*Input material*.
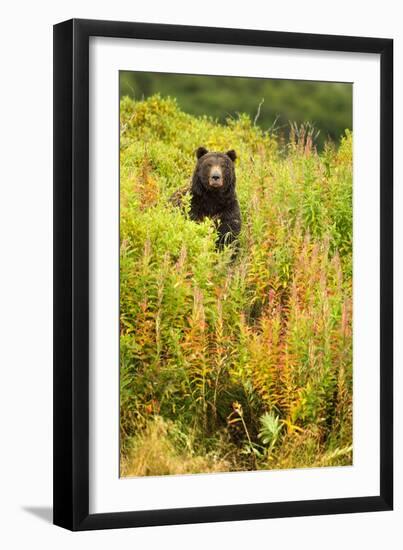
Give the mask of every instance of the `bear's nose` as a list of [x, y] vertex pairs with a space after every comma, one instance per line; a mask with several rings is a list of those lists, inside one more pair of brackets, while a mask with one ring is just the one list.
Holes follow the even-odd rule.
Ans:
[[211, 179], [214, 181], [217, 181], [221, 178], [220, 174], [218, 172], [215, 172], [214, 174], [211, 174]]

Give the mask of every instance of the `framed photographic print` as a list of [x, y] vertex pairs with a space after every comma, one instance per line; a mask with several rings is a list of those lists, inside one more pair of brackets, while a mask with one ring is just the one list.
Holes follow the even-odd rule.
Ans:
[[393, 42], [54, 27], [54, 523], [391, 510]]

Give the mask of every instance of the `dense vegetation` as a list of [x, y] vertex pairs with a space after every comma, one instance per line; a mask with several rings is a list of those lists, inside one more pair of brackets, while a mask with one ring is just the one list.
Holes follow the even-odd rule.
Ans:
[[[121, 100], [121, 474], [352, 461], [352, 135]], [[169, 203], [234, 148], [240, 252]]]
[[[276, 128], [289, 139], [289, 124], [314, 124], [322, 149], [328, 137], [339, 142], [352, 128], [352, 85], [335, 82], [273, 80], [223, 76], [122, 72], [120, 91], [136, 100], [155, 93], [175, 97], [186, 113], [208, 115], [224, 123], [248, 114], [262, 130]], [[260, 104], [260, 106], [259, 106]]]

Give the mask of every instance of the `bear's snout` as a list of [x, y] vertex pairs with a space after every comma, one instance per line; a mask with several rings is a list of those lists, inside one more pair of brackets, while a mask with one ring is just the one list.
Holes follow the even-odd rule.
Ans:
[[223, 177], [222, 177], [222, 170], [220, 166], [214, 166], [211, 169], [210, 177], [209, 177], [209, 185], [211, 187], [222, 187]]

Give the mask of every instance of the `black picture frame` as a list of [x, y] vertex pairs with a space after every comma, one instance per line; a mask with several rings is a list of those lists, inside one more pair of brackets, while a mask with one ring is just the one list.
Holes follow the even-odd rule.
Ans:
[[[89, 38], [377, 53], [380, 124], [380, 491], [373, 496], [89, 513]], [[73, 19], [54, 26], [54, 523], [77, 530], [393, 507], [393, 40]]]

==

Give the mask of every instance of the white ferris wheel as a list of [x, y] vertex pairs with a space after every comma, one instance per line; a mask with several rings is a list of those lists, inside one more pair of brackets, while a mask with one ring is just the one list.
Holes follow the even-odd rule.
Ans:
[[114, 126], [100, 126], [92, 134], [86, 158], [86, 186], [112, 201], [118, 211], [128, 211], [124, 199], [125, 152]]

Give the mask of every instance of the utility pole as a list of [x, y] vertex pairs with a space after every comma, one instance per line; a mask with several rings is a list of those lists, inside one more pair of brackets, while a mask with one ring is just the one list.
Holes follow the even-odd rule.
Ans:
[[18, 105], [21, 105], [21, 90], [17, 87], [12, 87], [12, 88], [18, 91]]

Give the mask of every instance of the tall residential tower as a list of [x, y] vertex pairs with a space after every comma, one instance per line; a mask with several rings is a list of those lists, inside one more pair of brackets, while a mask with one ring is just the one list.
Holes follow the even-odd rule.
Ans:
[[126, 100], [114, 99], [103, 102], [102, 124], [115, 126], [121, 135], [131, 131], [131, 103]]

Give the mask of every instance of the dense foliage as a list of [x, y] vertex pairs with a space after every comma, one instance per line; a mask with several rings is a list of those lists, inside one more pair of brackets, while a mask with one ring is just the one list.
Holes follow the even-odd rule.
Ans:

*Task requirements*. Take from the listing above each line in which the string "bear" is found.

*Your solution*.
Give the mask of every instance of the `bear's nose` as a list of [x, y] vertex pairs with a space after every comma, one instance per line; a mask with several rings is a list of those lists, inside one more pair of brackets, while a mask with one ring is just the one list.
Give the mask of every instance of the `bear's snout` as a list of [x, y] vertex pairs with a space after every comma, one instance per line; a mask with several rings is a list of those lists, inside one more pair of brackets, while a mask with one ring is just the one list.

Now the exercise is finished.